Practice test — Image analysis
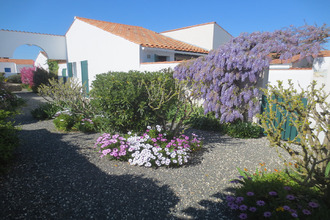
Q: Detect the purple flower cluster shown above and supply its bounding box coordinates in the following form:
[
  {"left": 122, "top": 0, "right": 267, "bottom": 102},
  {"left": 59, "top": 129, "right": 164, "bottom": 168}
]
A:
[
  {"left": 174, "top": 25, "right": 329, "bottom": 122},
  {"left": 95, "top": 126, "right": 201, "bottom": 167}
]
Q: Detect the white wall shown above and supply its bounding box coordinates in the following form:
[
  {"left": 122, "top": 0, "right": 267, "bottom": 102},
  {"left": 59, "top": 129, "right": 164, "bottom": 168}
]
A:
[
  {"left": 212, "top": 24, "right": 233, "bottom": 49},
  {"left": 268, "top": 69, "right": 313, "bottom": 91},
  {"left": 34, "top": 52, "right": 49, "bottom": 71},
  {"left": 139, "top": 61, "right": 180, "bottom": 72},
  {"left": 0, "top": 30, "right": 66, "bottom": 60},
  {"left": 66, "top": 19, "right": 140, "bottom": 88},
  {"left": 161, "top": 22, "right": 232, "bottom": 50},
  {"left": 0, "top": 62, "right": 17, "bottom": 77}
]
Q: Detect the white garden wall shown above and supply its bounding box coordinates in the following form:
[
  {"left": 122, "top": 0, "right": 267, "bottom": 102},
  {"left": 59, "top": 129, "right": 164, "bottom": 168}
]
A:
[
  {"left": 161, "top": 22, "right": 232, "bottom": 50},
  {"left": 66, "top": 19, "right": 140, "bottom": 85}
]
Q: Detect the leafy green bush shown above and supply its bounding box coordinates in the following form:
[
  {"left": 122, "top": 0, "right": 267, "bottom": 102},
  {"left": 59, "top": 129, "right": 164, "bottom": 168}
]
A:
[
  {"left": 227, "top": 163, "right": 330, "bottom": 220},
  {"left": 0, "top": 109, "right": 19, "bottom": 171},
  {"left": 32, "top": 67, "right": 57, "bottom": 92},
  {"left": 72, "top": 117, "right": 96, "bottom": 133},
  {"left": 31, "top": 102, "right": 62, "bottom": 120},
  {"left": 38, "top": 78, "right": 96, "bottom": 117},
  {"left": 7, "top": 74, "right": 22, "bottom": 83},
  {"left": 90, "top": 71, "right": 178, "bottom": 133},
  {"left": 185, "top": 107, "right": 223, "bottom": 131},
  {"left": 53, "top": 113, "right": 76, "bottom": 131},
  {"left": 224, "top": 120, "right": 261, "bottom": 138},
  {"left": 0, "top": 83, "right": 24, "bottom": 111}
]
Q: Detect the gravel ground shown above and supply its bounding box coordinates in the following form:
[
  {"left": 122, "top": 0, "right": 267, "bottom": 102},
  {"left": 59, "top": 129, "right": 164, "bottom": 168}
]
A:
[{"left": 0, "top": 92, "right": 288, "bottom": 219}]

• • • • • • •

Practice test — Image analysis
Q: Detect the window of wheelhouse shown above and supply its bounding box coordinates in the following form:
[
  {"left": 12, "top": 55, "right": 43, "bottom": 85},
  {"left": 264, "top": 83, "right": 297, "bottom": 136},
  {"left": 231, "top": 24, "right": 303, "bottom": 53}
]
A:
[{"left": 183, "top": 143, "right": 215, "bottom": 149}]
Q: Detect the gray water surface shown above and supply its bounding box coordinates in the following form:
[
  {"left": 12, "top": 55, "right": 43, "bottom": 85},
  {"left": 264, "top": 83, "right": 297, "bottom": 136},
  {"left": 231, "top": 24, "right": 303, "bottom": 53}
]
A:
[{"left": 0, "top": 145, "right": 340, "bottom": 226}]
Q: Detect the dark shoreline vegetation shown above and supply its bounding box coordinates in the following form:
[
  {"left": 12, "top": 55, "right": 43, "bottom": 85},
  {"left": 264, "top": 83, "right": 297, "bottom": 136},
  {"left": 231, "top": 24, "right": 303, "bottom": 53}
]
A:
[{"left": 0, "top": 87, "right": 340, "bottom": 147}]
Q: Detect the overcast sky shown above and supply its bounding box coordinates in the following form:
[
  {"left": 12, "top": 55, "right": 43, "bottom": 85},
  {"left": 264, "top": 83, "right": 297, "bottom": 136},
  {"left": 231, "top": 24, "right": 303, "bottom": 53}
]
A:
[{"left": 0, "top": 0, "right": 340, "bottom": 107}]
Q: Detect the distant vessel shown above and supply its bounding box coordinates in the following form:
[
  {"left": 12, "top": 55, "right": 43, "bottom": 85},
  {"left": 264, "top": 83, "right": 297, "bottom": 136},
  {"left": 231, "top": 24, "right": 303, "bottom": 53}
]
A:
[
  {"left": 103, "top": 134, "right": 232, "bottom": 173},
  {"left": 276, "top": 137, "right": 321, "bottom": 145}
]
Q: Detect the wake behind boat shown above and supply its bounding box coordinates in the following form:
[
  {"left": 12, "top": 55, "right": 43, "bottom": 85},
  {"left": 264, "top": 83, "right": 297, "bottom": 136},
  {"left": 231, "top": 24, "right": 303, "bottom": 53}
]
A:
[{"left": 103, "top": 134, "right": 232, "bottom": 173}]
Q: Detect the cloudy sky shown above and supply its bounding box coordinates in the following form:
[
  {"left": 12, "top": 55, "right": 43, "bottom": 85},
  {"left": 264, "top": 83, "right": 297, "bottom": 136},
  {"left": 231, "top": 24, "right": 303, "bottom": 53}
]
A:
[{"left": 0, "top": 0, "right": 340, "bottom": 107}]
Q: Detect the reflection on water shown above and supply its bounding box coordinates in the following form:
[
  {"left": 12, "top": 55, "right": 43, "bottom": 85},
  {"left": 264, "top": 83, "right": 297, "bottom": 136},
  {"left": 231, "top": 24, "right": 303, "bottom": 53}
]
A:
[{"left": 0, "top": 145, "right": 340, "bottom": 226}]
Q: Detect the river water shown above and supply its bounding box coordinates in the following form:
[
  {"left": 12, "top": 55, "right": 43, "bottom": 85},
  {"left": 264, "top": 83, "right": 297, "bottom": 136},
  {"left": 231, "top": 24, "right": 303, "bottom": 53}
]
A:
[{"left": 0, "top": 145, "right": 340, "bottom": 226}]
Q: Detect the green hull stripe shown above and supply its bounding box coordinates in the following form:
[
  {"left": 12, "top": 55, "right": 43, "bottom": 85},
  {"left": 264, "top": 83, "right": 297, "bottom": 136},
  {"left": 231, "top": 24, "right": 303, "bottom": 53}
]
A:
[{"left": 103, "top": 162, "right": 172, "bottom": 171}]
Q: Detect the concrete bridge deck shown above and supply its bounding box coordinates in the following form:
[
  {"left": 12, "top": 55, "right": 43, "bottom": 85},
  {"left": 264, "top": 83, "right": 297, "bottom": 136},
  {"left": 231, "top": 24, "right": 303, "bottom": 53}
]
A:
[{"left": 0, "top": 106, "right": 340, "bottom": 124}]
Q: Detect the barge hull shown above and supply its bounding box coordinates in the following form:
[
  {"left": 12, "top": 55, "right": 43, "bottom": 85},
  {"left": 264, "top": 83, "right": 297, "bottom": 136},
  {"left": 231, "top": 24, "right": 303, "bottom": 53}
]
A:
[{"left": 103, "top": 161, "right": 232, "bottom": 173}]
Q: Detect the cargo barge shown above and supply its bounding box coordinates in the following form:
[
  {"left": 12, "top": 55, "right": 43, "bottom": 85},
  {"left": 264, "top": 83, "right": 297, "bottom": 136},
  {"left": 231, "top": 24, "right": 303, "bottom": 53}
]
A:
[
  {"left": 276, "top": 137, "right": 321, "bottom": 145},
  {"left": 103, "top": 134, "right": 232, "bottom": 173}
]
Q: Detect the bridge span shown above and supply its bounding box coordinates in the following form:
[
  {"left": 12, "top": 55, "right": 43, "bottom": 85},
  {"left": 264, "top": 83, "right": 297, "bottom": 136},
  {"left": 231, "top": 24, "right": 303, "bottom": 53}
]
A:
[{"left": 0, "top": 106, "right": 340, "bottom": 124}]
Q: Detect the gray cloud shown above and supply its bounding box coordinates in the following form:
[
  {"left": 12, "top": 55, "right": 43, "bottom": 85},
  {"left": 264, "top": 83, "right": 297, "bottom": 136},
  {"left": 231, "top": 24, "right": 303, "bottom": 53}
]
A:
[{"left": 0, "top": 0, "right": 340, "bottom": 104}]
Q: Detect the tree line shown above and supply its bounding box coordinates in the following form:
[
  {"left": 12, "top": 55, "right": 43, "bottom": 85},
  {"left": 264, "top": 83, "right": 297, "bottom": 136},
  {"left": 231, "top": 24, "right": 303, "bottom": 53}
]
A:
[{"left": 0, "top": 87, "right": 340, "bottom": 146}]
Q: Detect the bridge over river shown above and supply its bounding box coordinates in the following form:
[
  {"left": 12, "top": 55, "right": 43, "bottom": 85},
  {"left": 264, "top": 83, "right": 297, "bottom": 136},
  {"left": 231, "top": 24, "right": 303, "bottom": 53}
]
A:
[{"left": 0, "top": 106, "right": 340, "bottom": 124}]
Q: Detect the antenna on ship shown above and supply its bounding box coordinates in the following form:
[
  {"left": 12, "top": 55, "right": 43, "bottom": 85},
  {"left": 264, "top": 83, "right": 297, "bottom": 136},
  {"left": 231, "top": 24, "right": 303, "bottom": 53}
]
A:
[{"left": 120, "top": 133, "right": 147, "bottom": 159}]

• • • • • • •

From the data above, copy each line that contains the string "gray", treating uppercase and lowercase as different.

§ **ANSWER TO THE EXERCISE**
Q: Detect the gray water surface shown above and supply its bounding box coordinates in the following form:
Q: Detect the gray cloud shown above and supply its bounding box coordinates in the following form:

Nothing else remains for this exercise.